_Your goal_
Return the following listing line for line, with the pictures left out.

_Dataset rows_
— BEGIN —

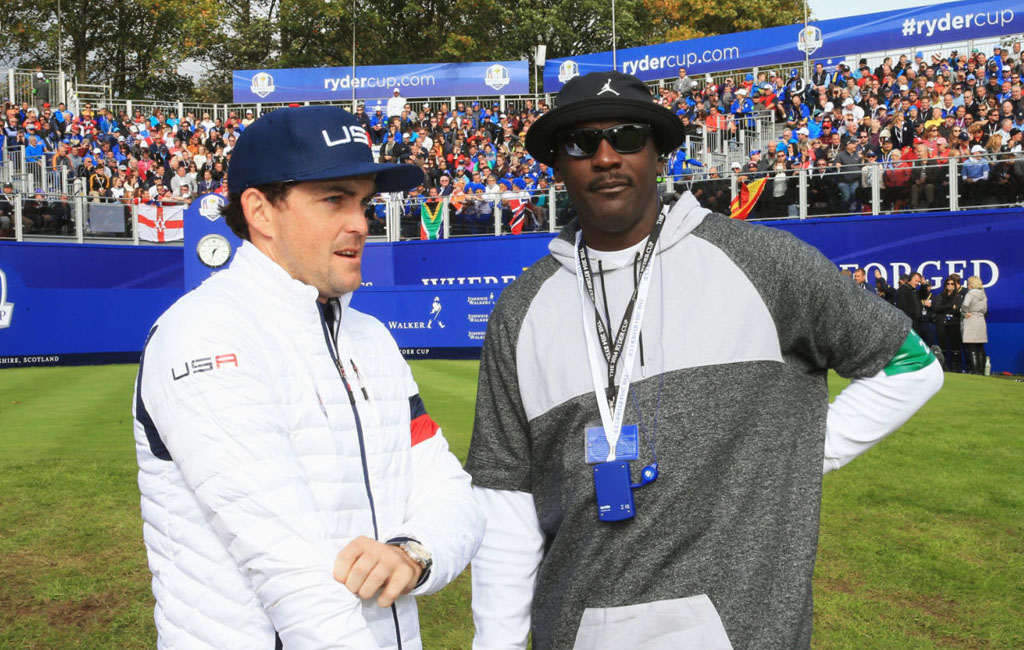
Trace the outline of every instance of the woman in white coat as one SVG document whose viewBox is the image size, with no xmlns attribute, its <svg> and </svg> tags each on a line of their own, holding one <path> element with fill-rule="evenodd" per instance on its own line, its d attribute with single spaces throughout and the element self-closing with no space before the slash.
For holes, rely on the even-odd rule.
<svg viewBox="0 0 1024 650">
<path fill-rule="evenodd" d="M 967 296 L 961 305 L 964 327 L 964 347 L 971 365 L 972 375 L 985 373 L 985 344 L 988 343 L 988 329 L 985 327 L 985 314 L 988 313 L 988 297 L 982 289 L 981 278 L 972 275 L 967 278 Z"/>
</svg>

— END —

_Solution_
Trace the outline of every instance of the woman in white coat as one SVG document whose viewBox is the image size, with no xmlns attribute, its <svg> and </svg> tags each on a line of their own, holding one <path> element with fill-rule="evenodd" per instance on its own line, its d attribute with single spaces throughout and the element self-closing with no space before the slash.
For holes, rely on the even-odd rule.
<svg viewBox="0 0 1024 650">
<path fill-rule="evenodd" d="M 967 296 L 961 305 L 964 327 L 964 347 L 971 365 L 972 375 L 985 373 L 985 344 L 988 343 L 988 329 L 985 327 L 985 314 L 988 313 L 988 297 L 982 289 L 981 278 L 972 275 L 967 278 Z"/>
</svg>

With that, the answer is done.